- [Prompt] Word for word, transcribe the lines below and drop the pictures.

- [Source data]
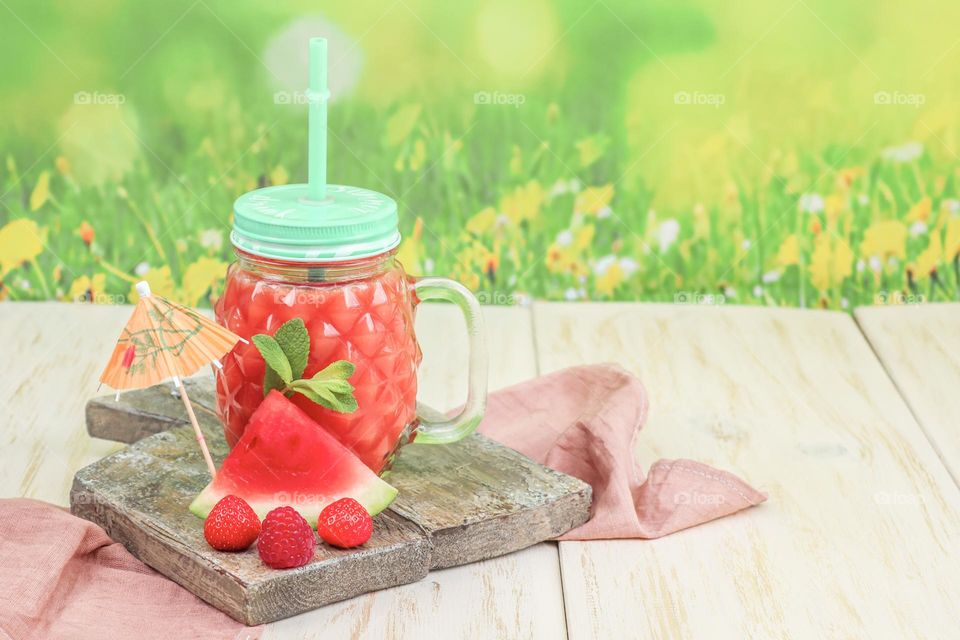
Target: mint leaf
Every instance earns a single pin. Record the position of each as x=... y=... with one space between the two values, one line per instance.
x=275 y=358
x=293 y=338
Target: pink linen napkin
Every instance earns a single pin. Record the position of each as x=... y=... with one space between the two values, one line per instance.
x=61 y=577
x=582 y=421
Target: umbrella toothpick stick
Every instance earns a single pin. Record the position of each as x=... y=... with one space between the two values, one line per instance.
x=196 y=427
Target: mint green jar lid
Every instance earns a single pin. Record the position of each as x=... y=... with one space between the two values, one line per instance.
x=315 y=222
x=284 y=223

- [Exercise output]
Target: mint leaf
Every instance earns a single pin. Record the position of each as x=... y=... with one space between the two values, one line per instance.
x=275 y=358
x=293 y=338
Target: pink linen napkin
Every instance earns a single pin. Record the position of each as x=... y=... with one space between the two values, one line per instance.
x=61 y=577
x=582 y=421
Target: umbrella toothpick stick
Every instance earns a single pin. Record the position of each as x=... y=... with one space between the two values, one line per instance.
x=196 y=427
Target: mint green jar lid
Every instance earns a single pin. Record the position of each as x=... y=... with one space between the two values, one line per instance.
x=315 y=222
x=284 y=223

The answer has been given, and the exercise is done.